● **Provided passage**:

►

Redness of the eyes - when you need to see a doctor
Eye redness, or red eye syndrome, is the most common reason for visiting an ophthalmologist.
The underlying cause of red eyes is dilation of the blood vessels in the conjunctiva (the transparent film covering the eyeball), the sclera (the white part of the eye), or the episclera (the outer layer of the sclera). This vascular reaction can be caused by physical impact (foreign body intrusion), chemicals (detergents, acids, and alkalis), allergies, or infectious inflammation. In addition, eye strain and dry eye disease can cause redness.

◄

● **Material provided**:
►

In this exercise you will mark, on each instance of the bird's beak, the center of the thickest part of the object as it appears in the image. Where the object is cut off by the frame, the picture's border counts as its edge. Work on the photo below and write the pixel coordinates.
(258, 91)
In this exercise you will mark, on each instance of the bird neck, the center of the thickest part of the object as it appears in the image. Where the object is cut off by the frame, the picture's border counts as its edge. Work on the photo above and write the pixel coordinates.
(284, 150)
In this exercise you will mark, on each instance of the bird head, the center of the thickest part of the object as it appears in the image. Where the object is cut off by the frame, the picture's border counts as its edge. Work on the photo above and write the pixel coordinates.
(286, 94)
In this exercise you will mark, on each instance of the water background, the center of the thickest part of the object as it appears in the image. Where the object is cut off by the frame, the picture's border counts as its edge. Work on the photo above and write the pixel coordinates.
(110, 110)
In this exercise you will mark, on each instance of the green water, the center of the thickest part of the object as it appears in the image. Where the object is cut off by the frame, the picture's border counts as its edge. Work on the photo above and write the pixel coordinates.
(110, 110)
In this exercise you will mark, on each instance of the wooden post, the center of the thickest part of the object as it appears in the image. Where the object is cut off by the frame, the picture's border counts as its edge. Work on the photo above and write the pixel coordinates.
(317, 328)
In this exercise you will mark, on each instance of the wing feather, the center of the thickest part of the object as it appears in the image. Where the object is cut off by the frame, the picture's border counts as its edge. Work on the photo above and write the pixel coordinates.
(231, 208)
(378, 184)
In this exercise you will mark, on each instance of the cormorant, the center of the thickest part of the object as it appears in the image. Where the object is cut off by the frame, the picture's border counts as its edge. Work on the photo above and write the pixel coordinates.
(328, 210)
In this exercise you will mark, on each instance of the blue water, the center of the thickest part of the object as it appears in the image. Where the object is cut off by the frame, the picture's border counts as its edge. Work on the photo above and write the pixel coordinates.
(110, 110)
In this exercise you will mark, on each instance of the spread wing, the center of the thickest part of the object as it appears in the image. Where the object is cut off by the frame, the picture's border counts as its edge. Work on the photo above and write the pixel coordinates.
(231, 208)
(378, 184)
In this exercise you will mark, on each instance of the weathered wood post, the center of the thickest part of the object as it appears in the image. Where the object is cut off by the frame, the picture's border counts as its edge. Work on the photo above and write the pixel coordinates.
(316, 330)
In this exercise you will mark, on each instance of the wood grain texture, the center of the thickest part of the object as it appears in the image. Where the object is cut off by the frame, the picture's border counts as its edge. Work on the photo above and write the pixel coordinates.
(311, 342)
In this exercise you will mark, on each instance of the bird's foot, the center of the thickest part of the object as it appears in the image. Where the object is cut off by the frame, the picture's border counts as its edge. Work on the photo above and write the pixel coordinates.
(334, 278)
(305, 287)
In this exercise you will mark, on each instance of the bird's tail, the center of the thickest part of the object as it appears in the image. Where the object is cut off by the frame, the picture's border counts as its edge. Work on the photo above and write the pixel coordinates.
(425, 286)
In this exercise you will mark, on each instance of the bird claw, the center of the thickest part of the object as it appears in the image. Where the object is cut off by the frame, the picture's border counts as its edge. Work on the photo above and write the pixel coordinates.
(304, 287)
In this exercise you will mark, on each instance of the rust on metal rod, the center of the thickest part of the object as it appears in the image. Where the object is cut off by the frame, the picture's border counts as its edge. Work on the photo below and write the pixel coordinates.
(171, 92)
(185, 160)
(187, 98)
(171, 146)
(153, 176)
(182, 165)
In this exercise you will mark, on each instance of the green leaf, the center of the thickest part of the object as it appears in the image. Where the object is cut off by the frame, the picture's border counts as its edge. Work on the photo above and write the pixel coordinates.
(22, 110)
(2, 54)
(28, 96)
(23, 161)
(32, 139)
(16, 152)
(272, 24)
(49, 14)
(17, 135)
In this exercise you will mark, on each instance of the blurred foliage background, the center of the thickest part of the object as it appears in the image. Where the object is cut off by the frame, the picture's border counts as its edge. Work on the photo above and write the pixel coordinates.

◄

● **Problem set**:
1. In the eye redness text, swap "dilation" for "widening" and write out the section between "Redness of the" and "can cause redness.", inclusive.
2. Extend the text on eye redness, picking up after its last sentence.

● **Responses for each task**:
1.
Redness of the eyes - when you need to see a doctor
Eye redness, or red eye syndrome, is the most common reason for visiting an ophthalmologist.
The underlying cause of red eyes is widening of the blood vessels in the conjunctiva (the transparent film covering the eyeball), the sclera (the white part of the eye), or the episclera (the outer layer of the sclera). This vascular reaction can be caused by physical impact (foreign body intrusion), chemicals (detergents, acids, and alkalis), allergies, or infectious inflammation. In addition, eye strain and dry eye disease can cause redness.

2.
Many causes of the red eyes include:
- blepharitis (inflammation of the eyelids);
- stye (a red, painful lump at the edge of the eyelid);
- chalazion (cyst of the meibomian gland);
- a complication after eye surgery;
- a complication of wearing contact lenses;
- a side effect or complication of eye drops;
- a dry eye disease (decreased tear production);
- ectropion (eversion of the eyelid outward);
- entropion (inwardly turned eyelid);
- trauma, such as blunt trauma or burns;
- a foreign body in the eye;
- conjunctivitis (viral, bacterial, allergic);
- subconjunctival hemorrhage;
- keratitis (corneal inflammation);
- corneal herpetic infections;
- corneal erosion;
- corneal ulcer;
- scleritis (inflammation of the white part of the eye);
- uveitis (inflammation of the vascular layer of the eye);
- glaucoma (acute attack of angle-closure glaucoma);
- hay fever (allergic rhinitis);
- orbital cellulitis (severe infection of the tissues around the eye);
- acute dacryoadenitis (inflammation of the lacrimal gland);
- acute dacryocystitis (inflammation of the lacrimal sac);
When should I see a doctor?
Most causes of the red eye do not require immediate medical attention.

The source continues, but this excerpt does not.